Segmentation dataset entries
+++
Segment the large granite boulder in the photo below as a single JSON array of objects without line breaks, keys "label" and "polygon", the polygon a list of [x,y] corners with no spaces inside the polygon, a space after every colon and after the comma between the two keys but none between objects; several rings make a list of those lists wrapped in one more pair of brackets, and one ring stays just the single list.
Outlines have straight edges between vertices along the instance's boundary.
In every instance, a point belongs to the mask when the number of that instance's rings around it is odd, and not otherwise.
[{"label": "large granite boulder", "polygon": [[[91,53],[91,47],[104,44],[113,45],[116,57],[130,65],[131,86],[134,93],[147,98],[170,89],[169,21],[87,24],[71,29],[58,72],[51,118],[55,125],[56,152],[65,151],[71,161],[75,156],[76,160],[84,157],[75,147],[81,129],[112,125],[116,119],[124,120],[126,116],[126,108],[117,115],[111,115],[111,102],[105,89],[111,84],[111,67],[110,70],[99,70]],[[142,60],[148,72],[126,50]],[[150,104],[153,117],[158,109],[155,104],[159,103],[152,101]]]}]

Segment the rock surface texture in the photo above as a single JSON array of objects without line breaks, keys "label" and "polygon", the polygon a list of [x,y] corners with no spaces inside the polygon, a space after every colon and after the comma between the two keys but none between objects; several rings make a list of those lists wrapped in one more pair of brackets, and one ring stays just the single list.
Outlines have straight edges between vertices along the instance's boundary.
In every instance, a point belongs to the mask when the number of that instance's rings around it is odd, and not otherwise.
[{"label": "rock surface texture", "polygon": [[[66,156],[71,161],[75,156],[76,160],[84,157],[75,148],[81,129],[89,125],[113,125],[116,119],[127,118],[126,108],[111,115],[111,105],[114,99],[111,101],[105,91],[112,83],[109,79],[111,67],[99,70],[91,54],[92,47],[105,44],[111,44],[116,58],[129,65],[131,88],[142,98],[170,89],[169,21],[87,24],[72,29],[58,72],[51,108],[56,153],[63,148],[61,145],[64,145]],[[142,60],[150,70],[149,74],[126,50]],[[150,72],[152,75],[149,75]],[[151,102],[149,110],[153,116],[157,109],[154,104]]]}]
+++
What you will do:
Copy out all of the entries above line by line, changing nothing.

Written solution:
Segment the large granite boulder in the photo below as a single JSON array of objects without line breaks, keys "label" and "polygon", the polygon a list of [x,y] corners with no spaces inside the polygon, a space after every colon and after the comma between the two keys but none between objects; several rings make a list of those lists wrapped in one more pair of brackets, and one ring stays just the single list.
Outlines have straight edges between vertices along the instance's boundary.
In every instance, a point belongs to the mask when the number of that instance's rings around it is odd, and not otherwise.
[{"label": "large granite boulder", "polygon": [[[91,53],[91,47],[104,44],[113,45],[116,57],[130,65],[131,86],[134,93],[147,98],[170,89],[169,21],[87,24],[71,29],[58,72],[51,118],[55,125],[56,152],[65,151],[71,161],[75,156],[76,160],[84,157],[75,147],[81,129],[112,125],[116,119],[124,120],[126,116],[126,108],[117,115],[111,115],[111,102],[105,89],[111,84],[111,67],[110,70],[99,70]],[[142,60],[148,72],[126,50]],[[150,104],[153,117],[158,109],[155,104],[159,103],[152,101]]]}]

Segment the rock surface texture in the photo above as a single JSON array of objects without line breaks, keys "label" and "polygon", the polygon a list of [x,y] corners with no spaces inside the polygon, a space after every colon and after the comma between the two keys but none between objects; several rings make a list of those lists wrapped in one more pair of brackets, and one ring stays just the single list.
Outlines have straight edges between vertices along the instance's boundary.
In every instance, a point belongs to the mask when the number of that instance's rings around it is odd, and not otherwise.
[{"label": "rock surface texture", "polygon": [[[66,156],[71,161],[75,156],[76,160],[84,157],[75,148],[81,129],[89,125],[113,125],[116,119],[127,118],[126,108],[111,115],[111,105],[114,99],[111,101],[105,91],[112,83],[109,79],[111,67],[99,70],[91,54],[92,47],[105,44],[111,44],[116,58],[129,65],[131,88],[142,98],[170,89],[169,21],[87,24],[72,29],[58,72],[51,108],[56,153],[63,148],[61,145],[64,145]],[[142,60],[150,70],[149,74],[126,50]],[[150,72],[152,75],[149,75]],[[151,102],[149,110],[153,116],[157,109],[154,104]]]}]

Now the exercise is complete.